Text extract:
We Don’t Just Need ‘More Jobs’—We Need Higher Wages
The jobs report Friday set off cheering: a quarter million positions added in December; unemployment declining to 5.6 percent. This good news arrived amid a booming stock market and a third-quarter GDP report showing the strongest growth in 11 years.
It’s all so very jolly, except for one looming factor: wages. They’re not rising. In fact, they fell in December by 5 cents an hour, nearly erasing the 6-cent increase in November.
Hard-working Americans need a raise. Their wages are stuck, rising only 10.2 percent over the past 35 years. Workers are producing more. Corporations are highly profitable. CEOs, claiming all the credit for that as if they did all of the work themselves, made sure their pay rose 937 percent over those 35 years. That’s right: 937 percent!
It doesn’t add up for workers who struggle more every year. Something’s gotta change. The AFL-CIO is working on that. It launched a campaign last week to wrench worker wages out of the muck and push them up.
At a summit called Raising Wages held in Washington, D.C., last week, AFL-CIO President Richard Trumka said, “We are tired of people talking about inequality as if nothing can be done. The answer is simple: raise the wages of the 90 percent of Americans whose wages are lower today than they were in 1997.”
“Families don’t need to hear more about income inequality,” he said; “They need more income.”
The meeting attended by 350 union representatives, community group officials, economic experts and religious leaders was the first of many that will be conducted across the country by the AFL-CIO to spotlight the pain and problems that wage stagnation causes. The AFL-CIO will begin these meetings in the first four presidential primary states—Iowa, New Hampshire, Nevada and North Carolina.

Challenges:
[A] Copy the part of the wages article that opens with the words containing "We Don’t Just" and closes with "right: 937 percent!", renaming "December" as "January" throughout.
[B] Please put this sentence from the wages article into Spanish: "It doesn’t add up for workers who struggle more every year."
What comes next is separate material, unrelated to the wages article.

Extracted entries:
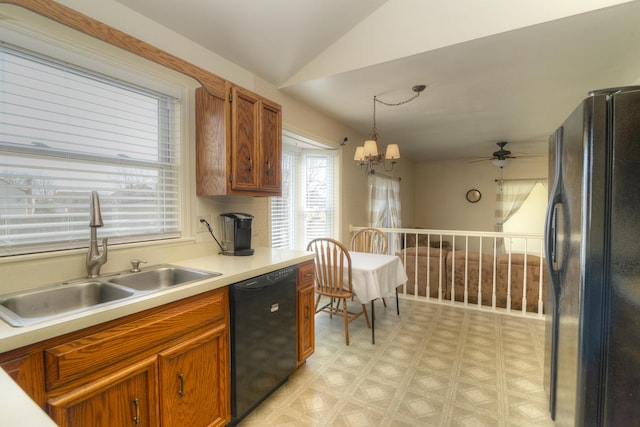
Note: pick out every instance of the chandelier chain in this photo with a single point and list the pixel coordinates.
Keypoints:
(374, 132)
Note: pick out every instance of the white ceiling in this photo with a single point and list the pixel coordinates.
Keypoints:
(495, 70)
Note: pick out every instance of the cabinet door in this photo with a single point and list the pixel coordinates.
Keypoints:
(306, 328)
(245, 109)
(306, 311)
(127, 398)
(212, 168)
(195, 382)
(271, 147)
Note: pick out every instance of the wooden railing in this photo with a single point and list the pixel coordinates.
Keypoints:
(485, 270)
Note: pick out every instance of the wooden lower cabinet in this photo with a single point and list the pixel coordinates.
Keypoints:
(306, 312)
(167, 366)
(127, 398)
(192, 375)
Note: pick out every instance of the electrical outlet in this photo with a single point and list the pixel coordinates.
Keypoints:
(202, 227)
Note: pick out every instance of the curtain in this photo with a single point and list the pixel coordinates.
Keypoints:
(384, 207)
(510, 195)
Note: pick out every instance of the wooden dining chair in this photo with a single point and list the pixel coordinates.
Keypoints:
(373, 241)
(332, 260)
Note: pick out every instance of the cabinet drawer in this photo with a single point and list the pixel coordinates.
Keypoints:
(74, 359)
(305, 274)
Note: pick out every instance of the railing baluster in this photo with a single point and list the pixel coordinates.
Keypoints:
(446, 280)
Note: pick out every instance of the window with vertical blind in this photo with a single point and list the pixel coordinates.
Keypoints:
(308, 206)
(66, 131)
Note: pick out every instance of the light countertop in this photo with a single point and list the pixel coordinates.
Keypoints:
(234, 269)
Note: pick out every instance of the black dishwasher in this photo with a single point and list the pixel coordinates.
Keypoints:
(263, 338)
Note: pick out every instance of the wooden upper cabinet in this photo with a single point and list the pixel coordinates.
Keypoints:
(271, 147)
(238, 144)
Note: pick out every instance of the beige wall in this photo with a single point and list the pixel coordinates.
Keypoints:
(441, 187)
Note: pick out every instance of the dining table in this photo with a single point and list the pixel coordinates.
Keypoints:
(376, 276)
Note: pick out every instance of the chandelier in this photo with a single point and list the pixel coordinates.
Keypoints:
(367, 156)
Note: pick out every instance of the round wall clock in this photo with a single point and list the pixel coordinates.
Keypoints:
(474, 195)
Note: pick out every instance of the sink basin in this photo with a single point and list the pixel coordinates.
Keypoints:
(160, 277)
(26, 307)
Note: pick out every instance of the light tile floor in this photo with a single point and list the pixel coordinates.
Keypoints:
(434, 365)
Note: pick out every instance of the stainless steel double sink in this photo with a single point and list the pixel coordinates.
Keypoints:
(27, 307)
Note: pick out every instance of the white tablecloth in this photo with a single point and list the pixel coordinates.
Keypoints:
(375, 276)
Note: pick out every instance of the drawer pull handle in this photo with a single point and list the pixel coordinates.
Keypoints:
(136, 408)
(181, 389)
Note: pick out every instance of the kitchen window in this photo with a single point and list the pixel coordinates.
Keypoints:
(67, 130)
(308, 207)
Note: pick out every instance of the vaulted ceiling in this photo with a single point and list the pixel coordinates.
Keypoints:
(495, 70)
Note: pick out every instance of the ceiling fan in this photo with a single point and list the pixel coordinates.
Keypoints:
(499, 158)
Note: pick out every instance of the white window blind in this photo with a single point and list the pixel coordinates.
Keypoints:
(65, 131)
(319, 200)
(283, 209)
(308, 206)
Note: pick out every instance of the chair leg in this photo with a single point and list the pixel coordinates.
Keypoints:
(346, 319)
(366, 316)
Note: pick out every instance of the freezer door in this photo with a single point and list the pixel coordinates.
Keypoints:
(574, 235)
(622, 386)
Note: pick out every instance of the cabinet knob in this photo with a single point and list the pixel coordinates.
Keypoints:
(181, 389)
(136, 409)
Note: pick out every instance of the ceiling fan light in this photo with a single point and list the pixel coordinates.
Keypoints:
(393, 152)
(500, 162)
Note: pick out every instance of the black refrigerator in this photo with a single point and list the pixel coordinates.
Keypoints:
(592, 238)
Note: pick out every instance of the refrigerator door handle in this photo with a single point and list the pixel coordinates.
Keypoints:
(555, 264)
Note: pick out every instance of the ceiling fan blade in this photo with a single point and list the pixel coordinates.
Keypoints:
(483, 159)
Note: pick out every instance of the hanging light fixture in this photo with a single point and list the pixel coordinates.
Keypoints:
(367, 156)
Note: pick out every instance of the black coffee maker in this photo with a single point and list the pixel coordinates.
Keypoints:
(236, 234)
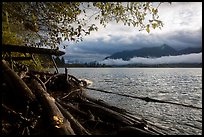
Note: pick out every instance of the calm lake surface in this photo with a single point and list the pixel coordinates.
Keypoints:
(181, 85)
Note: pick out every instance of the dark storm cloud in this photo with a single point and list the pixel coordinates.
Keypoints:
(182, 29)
...
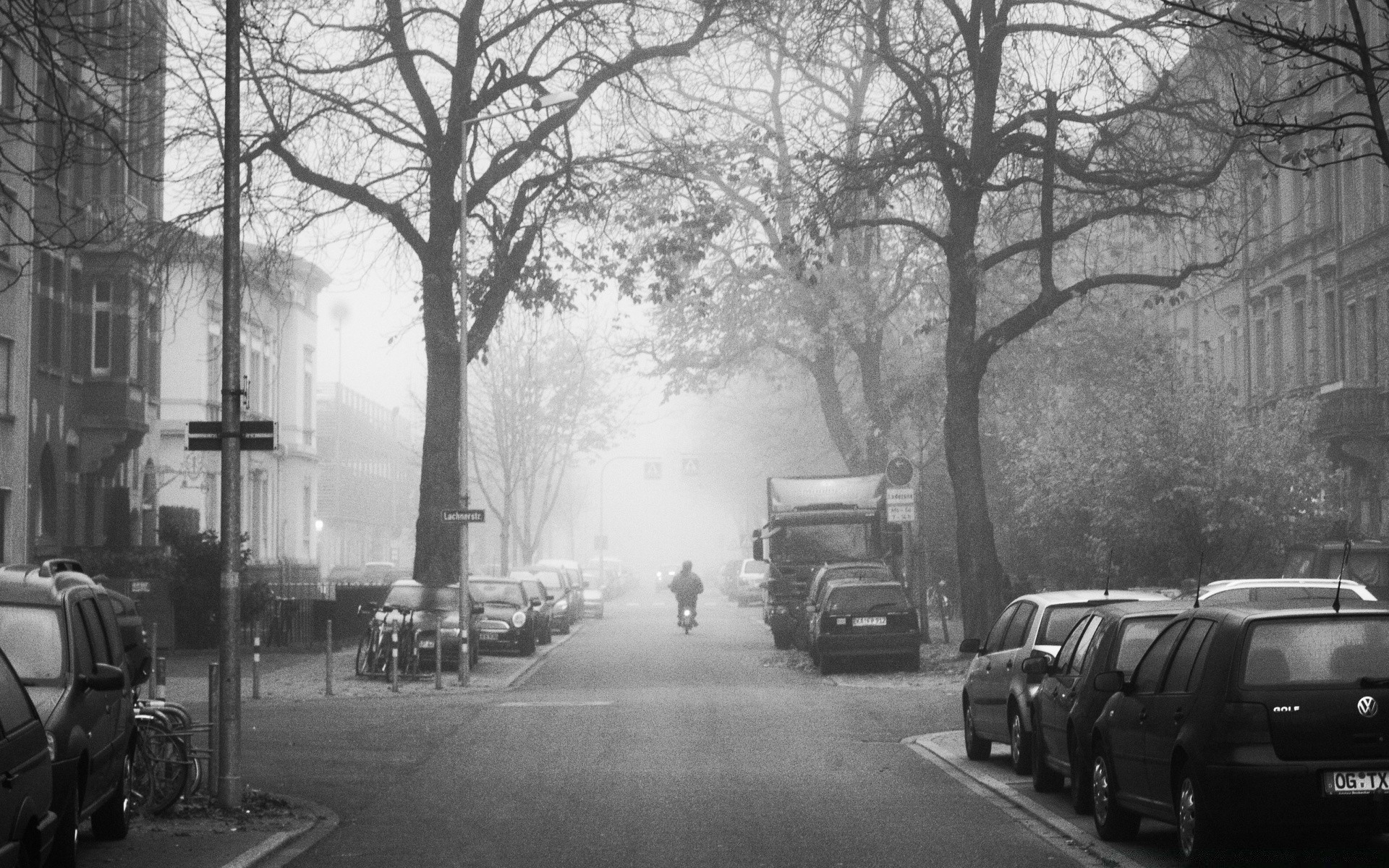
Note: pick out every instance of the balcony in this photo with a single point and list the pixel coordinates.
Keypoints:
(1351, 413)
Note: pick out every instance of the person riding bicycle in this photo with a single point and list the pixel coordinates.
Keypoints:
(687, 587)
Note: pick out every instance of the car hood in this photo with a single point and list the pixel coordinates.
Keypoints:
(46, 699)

Answer set:
[A]
We Don’t Just Need ‘More Jobs’—We Need Higher Wages
The jobs report Friday set off cheering: a quarter million positions added in January; unemployment declining to 5.6 percent. This good news arrived amid a booming stock market and a third-quarter GDP report showing the strongest growth in 11 years.
It’s all so very jolly, except for one looming factor: wages. They’re not rising. In fact, they fell in January by 5 cents an hour, nearly erasing the 6-cent increase in November.
Hard-working Americans need a raise. Their wages are stuck, rising only 10.2 percent over the past 35 years. Workers are producing more. Corporations are highly profitable. CEOs, claiming all the credit for that as if they did all of the work themselves, made sure their pay rose 937 percent over those 35 years. That’s right: 937 percent!

[B] No cuadra para los trabajadores que luchan más cada año.